** BEGIN The records **
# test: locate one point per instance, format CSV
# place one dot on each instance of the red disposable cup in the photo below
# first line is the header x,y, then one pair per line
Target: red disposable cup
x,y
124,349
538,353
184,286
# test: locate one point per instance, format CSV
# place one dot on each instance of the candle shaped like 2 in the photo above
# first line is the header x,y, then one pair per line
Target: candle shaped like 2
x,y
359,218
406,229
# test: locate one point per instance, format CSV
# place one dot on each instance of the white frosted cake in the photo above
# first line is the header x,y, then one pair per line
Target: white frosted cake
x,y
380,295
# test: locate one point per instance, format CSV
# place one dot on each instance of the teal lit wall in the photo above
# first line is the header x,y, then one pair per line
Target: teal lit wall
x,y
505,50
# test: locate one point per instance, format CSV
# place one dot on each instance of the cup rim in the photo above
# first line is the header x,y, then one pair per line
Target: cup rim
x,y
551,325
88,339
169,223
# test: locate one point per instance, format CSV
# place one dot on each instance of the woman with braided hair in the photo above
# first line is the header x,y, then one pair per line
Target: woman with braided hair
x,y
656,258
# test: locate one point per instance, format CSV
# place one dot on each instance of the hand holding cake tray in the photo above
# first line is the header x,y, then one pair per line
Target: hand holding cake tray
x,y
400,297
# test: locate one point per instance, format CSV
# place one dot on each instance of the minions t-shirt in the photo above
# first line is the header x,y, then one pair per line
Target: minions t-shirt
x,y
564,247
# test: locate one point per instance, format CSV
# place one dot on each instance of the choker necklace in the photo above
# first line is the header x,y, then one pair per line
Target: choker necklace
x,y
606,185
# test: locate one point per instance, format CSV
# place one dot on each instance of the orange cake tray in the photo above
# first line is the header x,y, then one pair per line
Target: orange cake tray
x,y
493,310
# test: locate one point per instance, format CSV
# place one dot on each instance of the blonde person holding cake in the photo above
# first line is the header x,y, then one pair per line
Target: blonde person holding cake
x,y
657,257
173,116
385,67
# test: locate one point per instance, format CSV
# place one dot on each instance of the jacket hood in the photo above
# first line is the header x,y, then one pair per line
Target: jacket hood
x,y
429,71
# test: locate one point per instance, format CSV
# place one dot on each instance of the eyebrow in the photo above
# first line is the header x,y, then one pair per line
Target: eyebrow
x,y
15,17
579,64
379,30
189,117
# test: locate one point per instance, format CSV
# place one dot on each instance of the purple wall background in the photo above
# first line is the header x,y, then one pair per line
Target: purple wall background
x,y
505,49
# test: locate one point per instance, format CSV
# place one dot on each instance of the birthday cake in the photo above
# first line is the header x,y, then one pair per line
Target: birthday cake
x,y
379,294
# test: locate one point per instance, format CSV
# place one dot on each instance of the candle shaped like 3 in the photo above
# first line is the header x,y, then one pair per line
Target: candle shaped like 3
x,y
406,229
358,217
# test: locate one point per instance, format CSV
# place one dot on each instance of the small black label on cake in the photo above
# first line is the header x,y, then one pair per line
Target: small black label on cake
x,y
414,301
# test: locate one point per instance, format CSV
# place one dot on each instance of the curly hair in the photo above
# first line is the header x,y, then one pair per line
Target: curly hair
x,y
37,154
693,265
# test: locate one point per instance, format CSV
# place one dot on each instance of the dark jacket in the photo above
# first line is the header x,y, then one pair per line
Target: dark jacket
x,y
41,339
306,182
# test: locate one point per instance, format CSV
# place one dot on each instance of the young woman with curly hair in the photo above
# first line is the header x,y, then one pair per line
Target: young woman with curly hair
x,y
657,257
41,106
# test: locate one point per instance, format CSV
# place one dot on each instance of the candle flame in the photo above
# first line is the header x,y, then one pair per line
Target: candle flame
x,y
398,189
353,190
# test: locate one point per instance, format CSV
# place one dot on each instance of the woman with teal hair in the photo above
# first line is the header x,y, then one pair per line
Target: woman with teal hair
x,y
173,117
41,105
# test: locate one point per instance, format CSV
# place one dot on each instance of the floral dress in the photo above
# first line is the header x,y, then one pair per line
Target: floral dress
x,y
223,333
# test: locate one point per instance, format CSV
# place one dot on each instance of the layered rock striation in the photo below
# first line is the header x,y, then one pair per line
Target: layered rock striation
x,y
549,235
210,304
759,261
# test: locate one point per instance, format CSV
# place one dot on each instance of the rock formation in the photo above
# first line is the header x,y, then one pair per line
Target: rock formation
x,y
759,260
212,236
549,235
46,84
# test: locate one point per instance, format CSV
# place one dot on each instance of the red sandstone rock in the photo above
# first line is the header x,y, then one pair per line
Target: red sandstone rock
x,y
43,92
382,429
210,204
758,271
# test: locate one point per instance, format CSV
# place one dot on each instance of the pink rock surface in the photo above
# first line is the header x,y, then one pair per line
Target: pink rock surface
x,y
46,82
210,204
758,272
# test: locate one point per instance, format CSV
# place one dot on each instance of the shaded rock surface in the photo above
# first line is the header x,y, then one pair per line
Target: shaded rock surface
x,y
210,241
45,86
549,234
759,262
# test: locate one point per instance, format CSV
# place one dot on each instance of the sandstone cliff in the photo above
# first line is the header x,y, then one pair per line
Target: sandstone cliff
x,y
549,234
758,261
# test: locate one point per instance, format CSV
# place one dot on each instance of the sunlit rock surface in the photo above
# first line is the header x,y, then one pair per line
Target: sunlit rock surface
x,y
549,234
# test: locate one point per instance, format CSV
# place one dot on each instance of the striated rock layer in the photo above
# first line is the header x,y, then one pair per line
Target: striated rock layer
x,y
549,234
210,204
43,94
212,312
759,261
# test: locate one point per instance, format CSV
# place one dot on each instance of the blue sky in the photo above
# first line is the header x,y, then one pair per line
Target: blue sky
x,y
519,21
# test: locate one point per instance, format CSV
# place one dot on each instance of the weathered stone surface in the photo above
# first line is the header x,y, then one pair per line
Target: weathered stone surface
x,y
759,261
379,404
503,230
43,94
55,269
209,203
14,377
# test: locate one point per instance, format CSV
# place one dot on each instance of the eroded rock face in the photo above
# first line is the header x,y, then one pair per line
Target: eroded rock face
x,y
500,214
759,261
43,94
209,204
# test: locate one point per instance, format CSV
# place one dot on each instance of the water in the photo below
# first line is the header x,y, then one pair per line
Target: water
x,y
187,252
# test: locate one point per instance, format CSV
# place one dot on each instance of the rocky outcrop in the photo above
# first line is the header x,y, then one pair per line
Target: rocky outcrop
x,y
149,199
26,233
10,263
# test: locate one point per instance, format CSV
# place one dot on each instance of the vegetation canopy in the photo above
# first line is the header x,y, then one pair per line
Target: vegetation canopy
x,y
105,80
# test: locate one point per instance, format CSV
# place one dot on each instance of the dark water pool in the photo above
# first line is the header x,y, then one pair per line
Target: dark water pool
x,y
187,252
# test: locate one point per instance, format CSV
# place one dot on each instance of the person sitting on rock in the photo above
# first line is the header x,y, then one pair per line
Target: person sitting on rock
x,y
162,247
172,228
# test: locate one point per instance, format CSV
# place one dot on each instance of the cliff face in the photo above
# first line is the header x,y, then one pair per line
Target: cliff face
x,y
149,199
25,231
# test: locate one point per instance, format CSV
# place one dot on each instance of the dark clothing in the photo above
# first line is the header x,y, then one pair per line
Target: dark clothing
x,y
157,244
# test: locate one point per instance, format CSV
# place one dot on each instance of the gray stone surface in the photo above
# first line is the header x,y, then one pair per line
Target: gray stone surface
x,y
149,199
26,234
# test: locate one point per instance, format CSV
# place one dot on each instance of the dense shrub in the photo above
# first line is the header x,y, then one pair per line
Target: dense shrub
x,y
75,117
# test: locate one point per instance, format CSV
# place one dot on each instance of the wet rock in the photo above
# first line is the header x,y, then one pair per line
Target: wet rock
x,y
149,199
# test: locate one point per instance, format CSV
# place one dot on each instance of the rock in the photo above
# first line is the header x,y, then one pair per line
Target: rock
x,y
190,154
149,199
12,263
** END The records **
§ **Written problem**
Please report how many lines of the listing above contain the string "canopy". Give only the number.

§ **The solution**
2